# TASK OBJECTIVE
Retype the records below so that each one matches exactly.

# DATASET
━━━━━━━━━━━━━━━━━━━━━━━━━━━━━━

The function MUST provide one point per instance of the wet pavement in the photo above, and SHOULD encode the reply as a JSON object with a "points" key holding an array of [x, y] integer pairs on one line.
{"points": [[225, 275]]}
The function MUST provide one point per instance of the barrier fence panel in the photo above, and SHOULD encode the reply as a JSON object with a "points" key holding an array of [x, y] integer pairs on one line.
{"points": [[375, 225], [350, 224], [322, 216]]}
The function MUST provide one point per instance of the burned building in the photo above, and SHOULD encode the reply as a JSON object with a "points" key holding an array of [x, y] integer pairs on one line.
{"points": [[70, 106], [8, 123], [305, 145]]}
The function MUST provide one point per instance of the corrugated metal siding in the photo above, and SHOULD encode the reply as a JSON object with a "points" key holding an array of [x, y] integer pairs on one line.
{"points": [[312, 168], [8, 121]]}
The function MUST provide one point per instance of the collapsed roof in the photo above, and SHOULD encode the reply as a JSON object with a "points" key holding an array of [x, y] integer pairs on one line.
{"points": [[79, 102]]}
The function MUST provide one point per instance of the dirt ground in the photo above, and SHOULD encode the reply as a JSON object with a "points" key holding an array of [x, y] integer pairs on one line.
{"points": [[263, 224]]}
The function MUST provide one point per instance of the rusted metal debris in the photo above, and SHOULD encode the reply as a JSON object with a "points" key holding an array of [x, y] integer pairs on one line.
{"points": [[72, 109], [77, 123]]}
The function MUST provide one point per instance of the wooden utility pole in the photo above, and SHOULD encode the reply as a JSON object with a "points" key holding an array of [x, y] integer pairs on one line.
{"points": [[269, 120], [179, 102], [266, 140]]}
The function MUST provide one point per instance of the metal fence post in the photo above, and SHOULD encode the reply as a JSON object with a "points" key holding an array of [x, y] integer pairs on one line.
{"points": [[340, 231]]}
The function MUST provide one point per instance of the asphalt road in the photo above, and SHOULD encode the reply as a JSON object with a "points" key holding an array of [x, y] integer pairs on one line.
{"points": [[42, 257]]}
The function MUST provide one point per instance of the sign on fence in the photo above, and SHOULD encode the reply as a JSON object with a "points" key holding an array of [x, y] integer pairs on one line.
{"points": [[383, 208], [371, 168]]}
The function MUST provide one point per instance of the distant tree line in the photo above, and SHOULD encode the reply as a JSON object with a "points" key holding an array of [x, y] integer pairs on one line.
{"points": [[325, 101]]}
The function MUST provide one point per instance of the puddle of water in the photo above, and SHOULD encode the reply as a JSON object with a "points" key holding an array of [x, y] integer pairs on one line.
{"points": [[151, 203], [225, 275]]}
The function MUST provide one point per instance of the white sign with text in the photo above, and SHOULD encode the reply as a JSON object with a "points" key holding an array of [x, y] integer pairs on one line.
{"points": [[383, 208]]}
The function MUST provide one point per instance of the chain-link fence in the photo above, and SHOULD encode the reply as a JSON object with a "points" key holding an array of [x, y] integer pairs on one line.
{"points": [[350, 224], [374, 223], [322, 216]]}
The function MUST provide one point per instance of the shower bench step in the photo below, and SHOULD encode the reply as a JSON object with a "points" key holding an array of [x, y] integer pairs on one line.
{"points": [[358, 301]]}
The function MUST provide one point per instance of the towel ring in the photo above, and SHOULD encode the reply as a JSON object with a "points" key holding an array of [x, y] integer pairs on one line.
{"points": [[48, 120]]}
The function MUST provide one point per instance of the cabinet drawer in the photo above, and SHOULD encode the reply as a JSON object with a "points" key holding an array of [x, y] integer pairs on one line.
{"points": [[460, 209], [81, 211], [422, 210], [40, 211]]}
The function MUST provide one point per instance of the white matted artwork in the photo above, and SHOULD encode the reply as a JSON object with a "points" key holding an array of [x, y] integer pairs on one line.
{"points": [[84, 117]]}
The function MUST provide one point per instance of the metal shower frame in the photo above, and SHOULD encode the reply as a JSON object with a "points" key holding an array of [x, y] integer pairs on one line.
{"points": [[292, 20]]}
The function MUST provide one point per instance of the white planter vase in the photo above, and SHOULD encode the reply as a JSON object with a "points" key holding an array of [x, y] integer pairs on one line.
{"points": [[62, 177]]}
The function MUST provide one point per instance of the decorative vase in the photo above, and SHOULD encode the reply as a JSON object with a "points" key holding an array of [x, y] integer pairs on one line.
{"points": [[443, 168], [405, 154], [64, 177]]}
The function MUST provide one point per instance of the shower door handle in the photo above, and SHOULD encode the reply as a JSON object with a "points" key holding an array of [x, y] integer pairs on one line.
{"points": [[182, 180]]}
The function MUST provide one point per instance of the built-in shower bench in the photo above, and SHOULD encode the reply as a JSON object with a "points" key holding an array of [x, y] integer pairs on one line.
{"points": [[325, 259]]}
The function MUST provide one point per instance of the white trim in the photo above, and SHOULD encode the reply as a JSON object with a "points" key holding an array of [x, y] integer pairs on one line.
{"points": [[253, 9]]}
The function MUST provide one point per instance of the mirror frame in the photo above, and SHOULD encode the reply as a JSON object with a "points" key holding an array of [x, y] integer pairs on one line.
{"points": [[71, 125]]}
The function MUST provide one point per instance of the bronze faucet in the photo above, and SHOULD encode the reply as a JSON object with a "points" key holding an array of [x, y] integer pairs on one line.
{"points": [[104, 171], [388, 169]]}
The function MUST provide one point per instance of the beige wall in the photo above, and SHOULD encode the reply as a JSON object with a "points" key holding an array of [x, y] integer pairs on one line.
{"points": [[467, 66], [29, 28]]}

━━━━━━━━━━━━━━━━━━━━━━━━━━━━━━

# ANSWER
The function MUST provide one point per instance of the wet pavement in the photo above, and SHOULD encode the reply as a JSON object with a "points" key holding an array of [x, y] integer pairs on one line.
{"points": [[225, 275]]}
The function MUST provide one point per instance of the barrier fence panel in the photo above, and SHOULD encode the reply as a JSON object with a "points" key holding an array of [x, y] integer pairs on one line.
{"points": [[375, 225], [350, 224], [322, 216]]}
The function MUST provide one point per instance of the burned building in the photo above, and SHOULD encode the reply as a JSON object with a "points" key holding an array of [x, y] integer pairs on one line.
{"points": [[70, 106], [8, 123], [305, 145]]}
The function MUST provide one point per instance of the corrugated metal siding in the photo above, and SHOULD encode the reply as a JSON object with a "points" key holding an array of [x, y] integer pairs on one line.
{"points": [[312, 168], [8, 121]]}
The function MUST provide one point per instance of the collapsed roof in the photo above, and SHOULD encode the reply as a JSON object with a "points" key holding an array of [x, y] integer pairs on one line.
{"points": [[79, 102]]}
The function MUST provide one point per instance of the dirt ground in the photo above, and SHOULD encode the reply as a JSON object with a "points" key holding an array of [x, y] integer pairs on one line.
{"points": [[263, 224]]}
The function MUST provide one point per instance of the rusted metal debris in the photo above, and SHOULD encode the reply as a JSON object with a "points" key holding an array of [x, y] integer pairs on one line.
{"points": [[72, 109], [77, 123]]}
The function MUST provide one point per instance of the wooden utility pole in the photo above, and SHOULD encode the reply as a JSON object with a "points" key holding an array of [x, y] integer pairs on one line.
{"points": [[269, 120], [179, 102], [266, 140]]}
The function MUST provide one point per instance of the metal fence post in the photo above, and SHOULD encode the reply as a JSON object with a "points" key holding an array of [x, y] integer pairs on one line.
{"points": [[340, 231]]}
The function MUST provide one point per instance of the asphalt road in the photo above, and SHOULD encode the reply as a JSON object with a "points" key holding an array of [x, y] integer pairs on one line.
{"points": [[42, 257]]}
The function MUST provide one point per instance of the sign on fence in the photo above, and SHOULD encode the reply as a JSON object with a "points" key holding an array of [x, y] integer pairs on one line.
{"points": [[383, 208], [371, 168]]}
The function MUST provide one point per instance of the distant tree line in the photo above, and SHOULD encode the reply as a JSON object with a "points" key holding an array of [x, y] integer pairs on one line.
{"points": [[325, 101]]}
The function MUST provide one point per instance of the puddle of water in the photo above, and SHOULD encode the reply as a JSON object with a "points" key holding an array of [x, y] integer pairs on one line.
{"points": [[151, 203], [225, 275]]}
The function MUST provide one point per instance of the white sign with text in the photo above, and SHOULD encode the reply as a JSON object with a "points" key holding an array of [x, y] integer pairs on one line.
{"points": [[383, 208]]}
The function MUST provide one point per instance of the chain-link fence in the photo above, and SHOULD encode the reply as a JSON object with a "points" key holding an array of [x, y] integer pairs on one line.
{"points": [[350, 224], [374, 223], [322, 216]]}
The function MUST provide one point per instance of the shower bench step in the photo below, and SHOULD encode the reply as a JSON object with a "points" key holding an array of [x, y] integer pairs on one line.
{"points": [[358, 301]]}
The function MUST provide one point per instance of the towel ring in the photo above, and SHOULD encode the reply as a JSON object with a "points" key holding an array of [x, y] integer pairs on one line.
{"points": [[48, 120]]}
The function MUST provide one point per instance of the cabinet drawer in the photo above, and SHOULD encode the reply as a JSON object with a "points" key holding an array of [x, y] integer pairs on one line.
{"points": [[460, 209], [81, 211], [422, 210], [40, 211]]}
The function MUST provide one point per instance of the white matted artwork in the photo above, and SHOULD encode the reply as a JSON object with a "points" key holding an array of [x, y] integer pairs on one line.
{"points": [[84, 117]]}
The function MUST provide one point per instance of the metal shower frame in the photo above, and SHOULD encode the reply as a JSON object with a "points" key holding an array of [x, y] integer pairs on one line.
{"points": [[292, 20]]}
The function MUST provide one point per instance of the white planter vase in the photo above, and SHOULD encode the reply as a JSON object with a "points" key holding an array of [x, y] integer pairs on one line.
{"points": [[62, 177]]}
The function MUST provide one point per instance of the decorative vase in the photo above, and SHOULD encode the reply as a JSON object with a "points" key holding an array of [x, y] integer pairs on one line.
{"points": [[443, 168], [405, 154], [64, 177]]}
The function MUST provide one point per instance of the shower door handle in the photo above, and SHOULD encode the reply as a JSON object with a "points" key holding an array of [x, y] integer pairs on one line.
{"points": [[182, 180]]}
The function MUST provide one point per instance of the built-in shower bench in the photo above, and SHOULD encode the reply as a JSON object with a "points" key holding an array of [x, y] integer pairs on one line.
{"points": [[325, 259]]}
The function MUST provide one point per instance of the white trim in the photo above, and SHOULD encode the reply as a JSON object with a "points" key holding an array of [x, y] integer pairs on one line.
{"points": [[253, 9]]}
The function MUST provide one point per instance of the mirror frame in the photo above, and SHOULD encode the reply as a JSON object with a "points" key holding an array of [x, y] integer pairs on one line.
{"points": [[71, 125]]}
The function MUST provide one point per instance of the bronze faucet in the photo above, and SHOULD encode the reply as a JSON object with a "points" key holding an array of [x, y] integer pairs on one line.
{"points": [[104, 171], [388, 169]]}
The function MUST provide one point per instance of the beige wall in the photo above, and SHOULD encode the reply as a JSON object with a "points" key holding an array of [x, y] integer pairs on one line.
{"points": [[467, 66], [29, 28]]}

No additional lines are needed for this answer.